- **Selected passage**
* start *
Community-university partnerships can be of mutual benefit to the partners that engage in them. This comes about through exciting two way exchanges of knowledge, experience and skills between university staff and community partners. Whilst there are challenges to overcome, getting involved in work that is of benefit to local communities is often stimulating and rewarding. For many university staff it is a welcome complement to their day to day university focused life.

This guide has been written by staff at the Community University Partnership Programme (Cupp) in Brighton and takes an approach that starts from an analysis of local needs and assets within and outside of the university. It is designed to be applicable to any university. However, it is likely that many activities with communities are already underway and are at different stages of development in the institution. This approach may serve as a starting point for a growth of these activities.

Whilst there is no single path to successful working with communities, there are a number of principles that we have found particularly useful. Seeking mutual benefit between a university and the communities it seeks to work with has been central for Cupp at Brighton as it gives a clear incentive for partnerships to last. Alongside this we have found aiming for as equitable power relationships as possible is very important. This is challenging to achieve and is best seen as a lens by which to view and assess the work. In process terms ‘co-production’ is key, right though project development to project delivery and evaluation, and in governance and dissemination. Above all we would contend that this work in the early stages (perhaps the first 10 years!) is often highly developmental. Early on in the Cupp story our Pro Vice Chancellor, Stuart Laing, freed us up to ‘define it in the doing’. This has liberated us to have a go when we weren’t sure, to take risks, and to keep momentum when otherwise we might have got stuck.
* end *
- **Collected data**
* start *
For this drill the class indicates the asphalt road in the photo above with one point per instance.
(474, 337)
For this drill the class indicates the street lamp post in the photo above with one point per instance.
* end *
- **Required task**
Transcribe the community-university partnerships passage above in full, reproducing every word and punctuation mark without change.

- **Task result**
Community-university partnerships can be of mutual benefit to the partners that engage in them. This comes about through exciting two way exchanges of knowledge, experience and skills between university staff and community partners. Whilst there are challenges to overcome, getting involved in work that is of benefit to local communities is often stimulating and rewarding. For many university staff it is a welcome complement to their day to day university focused life.

This guide has been written by staff at the Community University Partnership Programme (Cupp) in Brighton and takes an approach that starts from an analysis of local needs and assets within and outside of the university. It is designed to be applicable to any university. However, it is likely that many activities with communities are already underway and are at different stages of development in the institution. This approach may serve as a starting point for a growth of these activities.

Whilst there is no single path to successful working with communities, there are a number of principles that we have found particularly useful. Seeking mutual benefit between a university and the communities it seeks to work with has been central for Cupp at Brighton as it gives a clear incentive for partnerships to last. Alongside this we have found aiming for as equitable power relationships as possible is very important. This is challenging to achieve and is best seen as a lens by which to view and assess the work. In process terms ‘co-production’ is key, right though project development to project delivery and evaluation, and in governance and dissemination. Above all we would contend that this work in the early stages (perhaps the first 10 years!) is often highly developmental. Early on in the Cupp story our Pro Vice Chancellor, Stuart Laing, freed us up to ‘define it in the doing’. This has liberated us to have a go when we weren’t sure, to take risks, and to keep momentum when otherwise we might have got stuck.